> [Problem description]:
I need the records below retyped exactly.

> [Records for the task]:

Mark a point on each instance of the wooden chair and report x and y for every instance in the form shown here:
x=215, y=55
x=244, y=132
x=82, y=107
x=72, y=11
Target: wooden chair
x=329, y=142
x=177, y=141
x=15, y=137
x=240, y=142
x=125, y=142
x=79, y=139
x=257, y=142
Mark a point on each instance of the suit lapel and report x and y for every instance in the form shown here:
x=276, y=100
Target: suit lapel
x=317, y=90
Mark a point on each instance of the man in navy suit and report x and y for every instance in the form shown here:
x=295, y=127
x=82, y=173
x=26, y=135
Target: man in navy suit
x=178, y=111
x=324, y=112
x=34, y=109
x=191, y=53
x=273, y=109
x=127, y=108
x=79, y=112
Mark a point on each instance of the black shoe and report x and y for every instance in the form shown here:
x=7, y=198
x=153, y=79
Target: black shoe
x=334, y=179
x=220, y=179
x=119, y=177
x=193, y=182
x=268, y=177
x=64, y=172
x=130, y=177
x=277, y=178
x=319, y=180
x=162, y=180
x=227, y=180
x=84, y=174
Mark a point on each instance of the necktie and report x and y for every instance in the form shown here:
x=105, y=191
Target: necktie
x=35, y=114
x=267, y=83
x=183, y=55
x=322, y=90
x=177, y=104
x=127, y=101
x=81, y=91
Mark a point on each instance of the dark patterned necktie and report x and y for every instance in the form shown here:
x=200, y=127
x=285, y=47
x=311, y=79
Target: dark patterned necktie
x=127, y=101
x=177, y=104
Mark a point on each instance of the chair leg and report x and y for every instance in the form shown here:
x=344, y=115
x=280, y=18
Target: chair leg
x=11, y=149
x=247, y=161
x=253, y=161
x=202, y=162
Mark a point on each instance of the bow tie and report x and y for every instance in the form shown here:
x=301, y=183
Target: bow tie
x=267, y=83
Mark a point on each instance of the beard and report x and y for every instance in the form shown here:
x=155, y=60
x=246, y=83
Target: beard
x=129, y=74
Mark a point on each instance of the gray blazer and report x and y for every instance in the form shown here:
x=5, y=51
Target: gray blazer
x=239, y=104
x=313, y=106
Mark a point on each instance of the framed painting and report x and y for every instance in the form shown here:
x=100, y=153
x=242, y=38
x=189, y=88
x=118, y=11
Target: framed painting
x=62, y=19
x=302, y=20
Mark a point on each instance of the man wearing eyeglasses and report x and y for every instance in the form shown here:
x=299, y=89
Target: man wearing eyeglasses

> [Answer to this problem]:
Mark a point on each instance of the wooden chair and report x and y for every instance in the form shown here:
x=215, y=55
x=244, y=132
x=82, y=107
x=72, y=11
Target: wooden chair
x=329, y=142
x=177, y=141
x=15, y=137
x=240, y=142
x=125, y=142
x=79, y=139
x=257, y=142
Mark a point on each instance of the suit lapel and report x and y for every instance in the form shown here:
x=276, y=100
Target: suit lapel
x=317, y=90
Mark a point on each instance of the man in navy suit and report x and y for every instance in the form shown here:
x=295, y=127
x=82, y=173
x=26, y=135
Target: man in navy suit
x=178, y=111
x=324, y=112
x=34, y=109
x=191, y=53
x=273, y=109
x=127, y=108
x=79, y=112
Mark a point on each instance of the black shoe and report x and y for every instance in the form shown here:
x=7, y=198
x=153, y=79
Target: black shoe
x=334, y=179
x=220, y=179
x=119, y=177
x=193, y=182
x=268, y=177
x=64, y=172
x=130, y=177
x=277, y=178
x=319, y=180
x=162, y=180
x=227, y=180
x=84, y=174
Mark a point on each instance of the necktie and report x and y for every instance in the form shown here:
x=105, y=191
Target: necktie
x=35, y=114
x=267, y=83
x=183, y=55
x=322, y=90
x=177, y=104
x=127, y=101
x=81, y=91
Mark a point on each instance of the dark patterned necktie and report x and y for every instance in the form shown here:
x=200, y=127
x=285, y=47
x=311, y=79
Target: dark patterned necktie
x=127, y=101
x=177, y=104
Mark a point on each instance of the chair leg and report x and y for every instance in the form shown here:
x=344, y=115
x=280, y=18
Target: chair leg
x=11, y=149
x=247, y=161
x=253, y=161
x=202, y=162
Mark a point on each instance of the bow tie and report x and y for every instance in the form shown here:
x=301, y=183
Target: bow tie
x=267, y=83
Mark a point on each instance of the beard and report x and y for every instance in the form shown here:
x=155, y=60
x=246, y=83
Target: beard
x=129, y=74
Mark a point on each instance of the gray blazer and report x and y for every instance in the form shown here:
x=5, y=51
Target: gray blazer
x=239, y=104
x=313, y=106
Mark a point on each instance of the framed painting and report x and y for every instance in the form shown here:
x=100, y=153
x=242, y=38
x=189, y=88
x=118, y=11
Target: framed painting
x=62, y=19
x=302, y=20
Mark a point on each instance of the man wearing eyeglasses and report x and y for every instance in the form shown here:
x=299, y=89
Target: man wearing eyeglasses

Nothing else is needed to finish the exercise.